◆ Aim
Exactly reproduce the lines from the line that has "Can you find the asphalt" down to the last line of the entries, inclusive.

====================

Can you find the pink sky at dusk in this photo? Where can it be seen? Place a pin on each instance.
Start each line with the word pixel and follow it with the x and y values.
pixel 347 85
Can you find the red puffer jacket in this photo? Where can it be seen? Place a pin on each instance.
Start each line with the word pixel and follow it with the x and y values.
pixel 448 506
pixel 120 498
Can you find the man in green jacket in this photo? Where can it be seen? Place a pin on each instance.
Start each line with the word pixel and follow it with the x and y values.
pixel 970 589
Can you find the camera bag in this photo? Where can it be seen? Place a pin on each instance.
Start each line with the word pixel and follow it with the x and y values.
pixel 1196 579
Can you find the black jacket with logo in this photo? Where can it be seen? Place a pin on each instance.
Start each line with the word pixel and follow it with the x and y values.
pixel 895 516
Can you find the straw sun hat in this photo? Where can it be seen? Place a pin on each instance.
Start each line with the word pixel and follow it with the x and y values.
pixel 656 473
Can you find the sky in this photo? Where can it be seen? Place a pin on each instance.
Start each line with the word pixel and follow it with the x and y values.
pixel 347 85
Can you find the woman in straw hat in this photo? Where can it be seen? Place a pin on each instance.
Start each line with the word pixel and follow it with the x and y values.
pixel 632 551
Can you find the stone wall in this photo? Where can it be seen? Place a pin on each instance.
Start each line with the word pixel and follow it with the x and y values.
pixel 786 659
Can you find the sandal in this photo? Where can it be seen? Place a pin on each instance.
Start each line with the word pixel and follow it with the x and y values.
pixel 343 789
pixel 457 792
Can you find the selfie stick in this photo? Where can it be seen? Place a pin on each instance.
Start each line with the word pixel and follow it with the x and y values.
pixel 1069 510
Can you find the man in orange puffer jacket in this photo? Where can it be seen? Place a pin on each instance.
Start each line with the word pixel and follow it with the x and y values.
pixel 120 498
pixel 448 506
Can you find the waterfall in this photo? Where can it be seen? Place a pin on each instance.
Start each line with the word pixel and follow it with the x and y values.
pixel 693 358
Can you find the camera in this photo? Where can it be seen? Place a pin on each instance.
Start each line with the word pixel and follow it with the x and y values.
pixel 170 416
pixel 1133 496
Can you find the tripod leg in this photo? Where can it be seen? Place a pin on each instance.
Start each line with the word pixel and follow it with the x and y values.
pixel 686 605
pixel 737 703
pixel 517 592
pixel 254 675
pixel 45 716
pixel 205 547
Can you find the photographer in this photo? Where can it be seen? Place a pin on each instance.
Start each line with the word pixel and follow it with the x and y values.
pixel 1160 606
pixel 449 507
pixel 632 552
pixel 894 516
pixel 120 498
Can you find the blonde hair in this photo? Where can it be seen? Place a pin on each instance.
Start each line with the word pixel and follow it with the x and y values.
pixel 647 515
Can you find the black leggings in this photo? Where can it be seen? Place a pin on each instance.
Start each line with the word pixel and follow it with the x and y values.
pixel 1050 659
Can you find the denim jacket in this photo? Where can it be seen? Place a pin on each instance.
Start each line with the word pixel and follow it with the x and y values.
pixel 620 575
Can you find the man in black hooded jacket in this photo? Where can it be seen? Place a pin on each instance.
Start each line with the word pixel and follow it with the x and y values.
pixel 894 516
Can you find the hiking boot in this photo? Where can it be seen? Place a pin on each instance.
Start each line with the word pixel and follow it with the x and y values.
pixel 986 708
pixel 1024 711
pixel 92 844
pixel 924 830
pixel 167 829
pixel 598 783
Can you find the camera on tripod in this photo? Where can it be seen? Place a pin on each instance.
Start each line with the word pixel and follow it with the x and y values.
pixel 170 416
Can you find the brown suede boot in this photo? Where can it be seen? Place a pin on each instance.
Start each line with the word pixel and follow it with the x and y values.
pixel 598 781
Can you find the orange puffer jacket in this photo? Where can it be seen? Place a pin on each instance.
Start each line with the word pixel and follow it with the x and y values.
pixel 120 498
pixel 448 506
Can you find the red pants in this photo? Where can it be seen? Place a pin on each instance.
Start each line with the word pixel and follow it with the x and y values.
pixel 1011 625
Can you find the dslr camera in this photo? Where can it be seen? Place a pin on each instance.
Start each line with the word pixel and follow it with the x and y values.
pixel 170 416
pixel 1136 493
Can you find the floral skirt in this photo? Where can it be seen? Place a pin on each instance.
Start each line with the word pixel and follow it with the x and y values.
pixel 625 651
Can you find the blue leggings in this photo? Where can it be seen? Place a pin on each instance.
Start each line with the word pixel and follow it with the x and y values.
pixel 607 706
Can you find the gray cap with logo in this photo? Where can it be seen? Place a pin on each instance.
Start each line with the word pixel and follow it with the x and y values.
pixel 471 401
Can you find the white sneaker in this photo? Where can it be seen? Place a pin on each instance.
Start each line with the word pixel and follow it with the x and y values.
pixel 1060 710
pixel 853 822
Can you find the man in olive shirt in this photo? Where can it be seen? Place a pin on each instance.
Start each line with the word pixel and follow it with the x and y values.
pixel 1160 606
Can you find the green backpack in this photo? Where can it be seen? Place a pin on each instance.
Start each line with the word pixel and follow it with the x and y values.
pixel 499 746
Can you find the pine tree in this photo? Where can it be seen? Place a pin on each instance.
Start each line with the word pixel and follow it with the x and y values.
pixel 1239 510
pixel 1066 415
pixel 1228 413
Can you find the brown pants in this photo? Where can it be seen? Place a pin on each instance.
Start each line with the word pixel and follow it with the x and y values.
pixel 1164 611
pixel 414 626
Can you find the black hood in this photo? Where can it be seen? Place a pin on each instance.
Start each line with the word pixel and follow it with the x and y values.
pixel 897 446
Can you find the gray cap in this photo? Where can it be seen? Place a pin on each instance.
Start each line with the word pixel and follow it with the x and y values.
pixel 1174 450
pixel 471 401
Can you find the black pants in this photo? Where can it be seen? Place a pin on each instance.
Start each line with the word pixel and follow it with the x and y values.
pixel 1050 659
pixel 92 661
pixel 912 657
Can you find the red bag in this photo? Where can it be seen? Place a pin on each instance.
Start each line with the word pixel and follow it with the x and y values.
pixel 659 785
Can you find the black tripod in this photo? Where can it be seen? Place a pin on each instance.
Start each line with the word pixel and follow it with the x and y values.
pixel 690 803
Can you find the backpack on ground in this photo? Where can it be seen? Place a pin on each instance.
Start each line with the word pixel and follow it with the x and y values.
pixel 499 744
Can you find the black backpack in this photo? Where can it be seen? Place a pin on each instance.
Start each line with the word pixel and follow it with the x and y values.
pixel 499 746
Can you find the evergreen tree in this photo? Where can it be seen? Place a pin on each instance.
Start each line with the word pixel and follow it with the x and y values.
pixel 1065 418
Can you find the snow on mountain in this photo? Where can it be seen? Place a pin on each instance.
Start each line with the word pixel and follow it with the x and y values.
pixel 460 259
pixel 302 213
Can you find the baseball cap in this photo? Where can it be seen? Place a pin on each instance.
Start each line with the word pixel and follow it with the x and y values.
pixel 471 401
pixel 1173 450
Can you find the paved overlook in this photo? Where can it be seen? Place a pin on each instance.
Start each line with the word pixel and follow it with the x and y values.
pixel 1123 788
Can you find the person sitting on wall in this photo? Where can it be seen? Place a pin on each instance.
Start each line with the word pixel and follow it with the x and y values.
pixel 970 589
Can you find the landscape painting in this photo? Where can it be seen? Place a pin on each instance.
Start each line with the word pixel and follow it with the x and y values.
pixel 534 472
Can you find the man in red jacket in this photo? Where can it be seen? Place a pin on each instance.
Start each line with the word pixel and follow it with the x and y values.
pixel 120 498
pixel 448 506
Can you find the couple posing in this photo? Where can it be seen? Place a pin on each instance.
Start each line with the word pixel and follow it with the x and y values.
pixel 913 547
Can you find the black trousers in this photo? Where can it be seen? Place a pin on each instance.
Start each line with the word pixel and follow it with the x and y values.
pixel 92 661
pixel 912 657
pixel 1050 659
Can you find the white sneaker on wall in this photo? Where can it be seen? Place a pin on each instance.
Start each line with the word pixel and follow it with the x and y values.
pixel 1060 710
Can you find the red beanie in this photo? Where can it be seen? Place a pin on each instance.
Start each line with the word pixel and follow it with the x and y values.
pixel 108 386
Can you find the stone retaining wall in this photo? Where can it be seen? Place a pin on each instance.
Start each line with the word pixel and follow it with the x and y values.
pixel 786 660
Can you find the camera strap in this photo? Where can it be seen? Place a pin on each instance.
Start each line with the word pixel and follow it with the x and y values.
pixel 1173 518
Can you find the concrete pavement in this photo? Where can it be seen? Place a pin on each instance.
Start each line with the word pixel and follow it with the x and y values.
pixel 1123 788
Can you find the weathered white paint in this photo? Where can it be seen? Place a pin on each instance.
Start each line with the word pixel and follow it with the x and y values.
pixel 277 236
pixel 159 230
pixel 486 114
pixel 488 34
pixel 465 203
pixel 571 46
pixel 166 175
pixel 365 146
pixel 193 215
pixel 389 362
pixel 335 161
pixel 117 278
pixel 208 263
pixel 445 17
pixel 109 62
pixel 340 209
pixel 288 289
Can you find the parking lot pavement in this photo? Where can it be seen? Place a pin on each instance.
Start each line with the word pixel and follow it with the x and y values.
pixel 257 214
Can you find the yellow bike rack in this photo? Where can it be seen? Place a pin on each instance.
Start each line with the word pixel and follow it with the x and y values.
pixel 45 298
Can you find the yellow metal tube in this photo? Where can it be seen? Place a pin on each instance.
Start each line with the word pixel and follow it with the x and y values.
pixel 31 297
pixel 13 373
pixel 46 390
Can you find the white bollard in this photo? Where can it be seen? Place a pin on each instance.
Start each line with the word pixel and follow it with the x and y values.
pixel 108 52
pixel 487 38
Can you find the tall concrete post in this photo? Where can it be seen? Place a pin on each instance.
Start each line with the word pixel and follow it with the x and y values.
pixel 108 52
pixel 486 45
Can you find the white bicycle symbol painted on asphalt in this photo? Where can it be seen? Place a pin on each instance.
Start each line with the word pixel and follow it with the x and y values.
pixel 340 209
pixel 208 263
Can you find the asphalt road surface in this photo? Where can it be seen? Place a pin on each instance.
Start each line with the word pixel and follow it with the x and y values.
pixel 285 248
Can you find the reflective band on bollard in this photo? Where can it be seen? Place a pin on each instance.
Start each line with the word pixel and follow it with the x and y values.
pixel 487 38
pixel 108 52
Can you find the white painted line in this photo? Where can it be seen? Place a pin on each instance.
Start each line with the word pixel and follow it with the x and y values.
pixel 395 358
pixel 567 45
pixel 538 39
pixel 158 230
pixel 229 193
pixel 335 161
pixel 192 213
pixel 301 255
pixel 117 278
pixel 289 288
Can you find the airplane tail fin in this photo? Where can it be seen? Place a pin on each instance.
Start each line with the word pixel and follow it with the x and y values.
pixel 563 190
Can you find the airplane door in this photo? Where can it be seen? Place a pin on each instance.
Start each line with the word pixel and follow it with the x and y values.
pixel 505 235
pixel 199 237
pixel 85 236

====================

◆ Result below
Can you find the asphalt road surface in this photo? Where can it be seen? Place a pin on each instance.
Start each line with the word pixel and follow it with the x and y values.
pixel 285 248
Can you find the reflective band on bollard in this photo? Where can it be seen? Place a pin on each instance.
Start each line with the word pixel and follow it with the x and y values.
pixel 487 38
pixel 108 52
Can you find the white painted line in this photo? Where can it be seen? Place a pin on each instance.
Start each line with the word pixel and follow it with the x and y values.
pixel 395 358
pixel 567 45
pixel 538 39
pixel 158 230
pixel 229 193
pixel 335 161
pixel 192 213
pixel 301 255
pixel 117 278
pixel 289 288
Can you find the airplane tail fin in this photo? Where can it be seen? Place a pin on each instance.
Start each line with the word pixel and follow it with the x and y values.
pixel 563 190
Can you find the airplane door in this photo? Where can it be seen? Place a pin on each instance.
Start each line with the word pixel and follow it with the x and y values.
pixel 505 235
pixel 199 237
pixel 85 236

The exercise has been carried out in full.